GOAL OF THE EXERCISE:
Every line of the entries below that carries the string "before" should be copied.

********

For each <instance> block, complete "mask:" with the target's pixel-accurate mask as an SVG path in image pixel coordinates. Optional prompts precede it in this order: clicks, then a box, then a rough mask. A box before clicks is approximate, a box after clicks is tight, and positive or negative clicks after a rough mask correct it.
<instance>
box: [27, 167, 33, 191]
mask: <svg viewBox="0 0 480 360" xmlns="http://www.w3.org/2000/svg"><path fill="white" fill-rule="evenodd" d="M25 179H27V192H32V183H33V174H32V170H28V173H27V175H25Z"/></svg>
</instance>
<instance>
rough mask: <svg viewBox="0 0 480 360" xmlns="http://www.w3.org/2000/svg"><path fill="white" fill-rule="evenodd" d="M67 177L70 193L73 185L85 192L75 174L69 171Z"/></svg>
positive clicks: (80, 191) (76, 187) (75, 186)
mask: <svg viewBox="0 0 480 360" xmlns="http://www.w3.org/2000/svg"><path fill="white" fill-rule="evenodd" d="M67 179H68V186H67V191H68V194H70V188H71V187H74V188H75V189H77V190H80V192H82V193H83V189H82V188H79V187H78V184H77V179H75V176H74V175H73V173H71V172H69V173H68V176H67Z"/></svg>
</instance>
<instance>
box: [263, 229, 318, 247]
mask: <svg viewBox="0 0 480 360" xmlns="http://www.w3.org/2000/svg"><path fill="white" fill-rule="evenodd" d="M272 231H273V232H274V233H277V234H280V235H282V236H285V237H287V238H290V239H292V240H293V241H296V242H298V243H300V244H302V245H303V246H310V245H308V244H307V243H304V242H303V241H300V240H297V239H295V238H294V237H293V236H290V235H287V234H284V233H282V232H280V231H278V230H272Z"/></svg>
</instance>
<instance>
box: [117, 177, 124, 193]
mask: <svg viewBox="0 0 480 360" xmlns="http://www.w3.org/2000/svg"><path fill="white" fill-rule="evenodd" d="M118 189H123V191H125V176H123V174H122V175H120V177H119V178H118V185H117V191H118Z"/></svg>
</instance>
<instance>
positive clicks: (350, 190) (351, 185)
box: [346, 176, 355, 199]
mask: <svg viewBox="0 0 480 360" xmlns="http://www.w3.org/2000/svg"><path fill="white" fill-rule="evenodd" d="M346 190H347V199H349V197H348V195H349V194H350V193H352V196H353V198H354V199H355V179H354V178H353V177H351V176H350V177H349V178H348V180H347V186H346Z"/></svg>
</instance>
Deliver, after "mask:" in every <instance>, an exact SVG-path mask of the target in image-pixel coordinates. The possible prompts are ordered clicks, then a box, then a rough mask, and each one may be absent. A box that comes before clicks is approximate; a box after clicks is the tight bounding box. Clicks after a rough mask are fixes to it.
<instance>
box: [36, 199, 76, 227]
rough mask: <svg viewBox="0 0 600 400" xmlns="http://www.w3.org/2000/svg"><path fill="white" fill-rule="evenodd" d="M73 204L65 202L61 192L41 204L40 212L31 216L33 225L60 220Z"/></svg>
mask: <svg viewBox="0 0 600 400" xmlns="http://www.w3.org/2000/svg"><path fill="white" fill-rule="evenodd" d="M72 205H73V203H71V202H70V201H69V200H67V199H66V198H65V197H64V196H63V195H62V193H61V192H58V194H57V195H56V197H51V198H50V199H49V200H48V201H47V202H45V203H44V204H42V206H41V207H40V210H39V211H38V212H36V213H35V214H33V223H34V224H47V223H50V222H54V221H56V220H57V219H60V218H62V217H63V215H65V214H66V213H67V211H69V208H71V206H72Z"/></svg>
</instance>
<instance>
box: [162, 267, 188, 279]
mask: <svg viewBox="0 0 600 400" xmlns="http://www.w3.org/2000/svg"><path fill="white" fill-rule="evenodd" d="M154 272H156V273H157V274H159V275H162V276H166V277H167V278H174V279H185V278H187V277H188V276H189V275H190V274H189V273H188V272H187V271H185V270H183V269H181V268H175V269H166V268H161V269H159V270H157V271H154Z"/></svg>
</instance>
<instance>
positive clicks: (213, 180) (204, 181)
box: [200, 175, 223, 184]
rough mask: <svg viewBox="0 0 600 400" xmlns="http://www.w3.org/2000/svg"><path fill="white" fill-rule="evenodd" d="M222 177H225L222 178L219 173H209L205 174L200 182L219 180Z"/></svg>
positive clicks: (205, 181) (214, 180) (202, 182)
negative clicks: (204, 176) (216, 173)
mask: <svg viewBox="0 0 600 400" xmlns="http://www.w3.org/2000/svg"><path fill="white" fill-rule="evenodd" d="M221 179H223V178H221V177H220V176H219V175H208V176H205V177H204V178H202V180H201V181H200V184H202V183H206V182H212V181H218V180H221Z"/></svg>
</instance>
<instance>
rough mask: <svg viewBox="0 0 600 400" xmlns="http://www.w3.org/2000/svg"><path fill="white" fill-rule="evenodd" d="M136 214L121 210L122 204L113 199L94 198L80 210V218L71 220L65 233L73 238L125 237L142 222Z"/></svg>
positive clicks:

********

RESPONSE TO THIS TASK:
For each <instance> block, complete "mask:" with the target's pixel-accurate mask as an SVG path in image pixel coordinates. Optional prompts precede it in this order: clicks, then a box, then a rough mask. A box before clicks is approximate, a box after clicks is tight, and positive or negative clicks after a rough mask correct it.
Deliver, after "mask:" in every <instance>, an exact SVG-path mask of the target in image-pixel coordinates. The possible prompts are ordered clicks, then a box, then a rough mask, and each one may be absent. A box that comes before clicks is approximate; a box after clicks is the tight bounding box. Clicks after a rough mask are fixes to it.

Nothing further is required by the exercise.